[start of Information given]
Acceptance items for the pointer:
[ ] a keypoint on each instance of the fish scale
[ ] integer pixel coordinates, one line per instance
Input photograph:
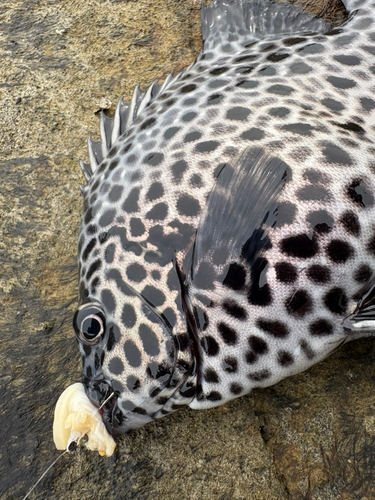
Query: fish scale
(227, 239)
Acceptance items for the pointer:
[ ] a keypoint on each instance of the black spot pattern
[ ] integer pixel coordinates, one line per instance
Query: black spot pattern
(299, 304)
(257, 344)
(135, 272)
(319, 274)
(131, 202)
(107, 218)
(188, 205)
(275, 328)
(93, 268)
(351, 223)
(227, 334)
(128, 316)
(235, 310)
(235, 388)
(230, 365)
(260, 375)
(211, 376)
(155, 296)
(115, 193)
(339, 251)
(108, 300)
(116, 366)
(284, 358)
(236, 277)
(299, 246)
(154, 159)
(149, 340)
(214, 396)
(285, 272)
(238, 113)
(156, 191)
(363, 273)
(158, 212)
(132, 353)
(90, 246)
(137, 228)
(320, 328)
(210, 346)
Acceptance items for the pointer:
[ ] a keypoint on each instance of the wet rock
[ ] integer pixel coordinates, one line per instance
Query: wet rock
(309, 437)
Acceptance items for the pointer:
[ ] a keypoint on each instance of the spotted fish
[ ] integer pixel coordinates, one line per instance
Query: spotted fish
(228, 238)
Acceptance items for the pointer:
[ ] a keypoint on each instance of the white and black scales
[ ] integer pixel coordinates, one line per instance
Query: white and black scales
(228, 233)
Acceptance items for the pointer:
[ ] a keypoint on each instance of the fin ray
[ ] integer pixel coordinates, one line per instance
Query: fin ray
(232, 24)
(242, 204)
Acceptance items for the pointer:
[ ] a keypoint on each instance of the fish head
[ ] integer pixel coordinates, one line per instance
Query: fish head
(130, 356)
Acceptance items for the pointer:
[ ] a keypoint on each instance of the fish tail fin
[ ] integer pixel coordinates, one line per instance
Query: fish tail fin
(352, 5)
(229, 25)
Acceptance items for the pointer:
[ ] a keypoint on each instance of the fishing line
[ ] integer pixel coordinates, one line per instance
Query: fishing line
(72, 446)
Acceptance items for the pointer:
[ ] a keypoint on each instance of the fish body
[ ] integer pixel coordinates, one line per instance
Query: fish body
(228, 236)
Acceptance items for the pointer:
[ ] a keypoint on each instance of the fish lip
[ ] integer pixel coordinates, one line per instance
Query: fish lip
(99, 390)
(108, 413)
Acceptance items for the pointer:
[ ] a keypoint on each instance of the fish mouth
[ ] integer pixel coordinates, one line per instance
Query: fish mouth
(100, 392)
[end of Information given]
Task statement — Omit the pictures and output all of the other material exactly.

Reply —
Acceptance items for the pointer:
[ ] a keypoint on each instance of the fish scale
[ ] integer pixel coordinates, one line per instance
Input photograph:
Query: fish scale
(227, 239)
Acceptance items for the pointer:
[ ] a keypoint on each instance of the black spot pattern
[ ] integer pixel coordinates, one line per instance
Query: black spot pattern
(299, 304)
(257, 344)
(135, 272)
(319, 274)
(131, 202)
(107, 218)
(188, 205)
(275, 328)
(93, 268)
(351, 223)
(227, 334)
(128, 316)
(235, 310)
(235, 388)
(230, 365)
(260, 375)
(211, 376)
(155, 296)
(115, 193)
(339, 251)
(108, 300)
(116, 366)
(284, 358)
(236, 277)
(299, 246)
(154, 159)
(149, 340)
(214, 396)
(285, 272)
(238, 113)
(156, 191)
(363, 273)
(158, 212)
(132, 353)
(90, 246)
(137, 228)
(320, 328)
(210, 346)
Acceptance items for the pointer:
[ ] a keypoint on each instance of the wet rock
[ ] integer pixel coordinates, one line per instance
Query: wet rock
(309, 437)
Acceptance items for the pointer:
[ ] a keypoint on each instance of the spotted fish
[ ] integer pixel coordinates, one line per instance
Query: spotted fish
(228, 238)
Acceptance items for the pointer:
[ ] a keypoint on each instance of the white and black scales
[ ] integer pixel coordinates, one line per instance
Query: white and black scales
(228, 233)
Acceptance items for the pointer:
[ ] a keypoint on each instance of the fin ray
[ ] integer pixel coordinates, one line per instance
Query: fin ray
(232, 24)
(242, 204)
Acceptance items for the pointer:
[ ] a keypoint on each instance of the fish head
[ ] integer pixel coordinates, one line per instance
Query: fish head
(130, 356)
Acceptance items for the pointer:
[ ] a keypoint on each instance of the fish tail fin
[ ] integer pixel coordinates, one line per instance
Query: fish tail fin
(352, 5)
(229, 25)
Acceptance items for the pointer:
[ ] a keypoint on each instance of the fishing line
[ ] integer pixel coordinates, one line per instance
Query: fishing line
(72, 446)
Acceptance items for the pointer:
[ ] a keypoint on each instance of the fish body
[ ] integer pixel coordinates, one line per instance
Query: fish body
(228, 236)
Acceptance items for the pointer:
[ ] a keypoint on each instance of the fish lip
[ ] integer pixel coordinates, one line per instance
Query: fish lip
(99, 390)
(108, 413)
Acceptance items for the pointer:
[ ] a keypoint on each instance of the fish mouth
[ ] integer pixel coordinates, one line per instance
Query: fish mouth
(100, 392)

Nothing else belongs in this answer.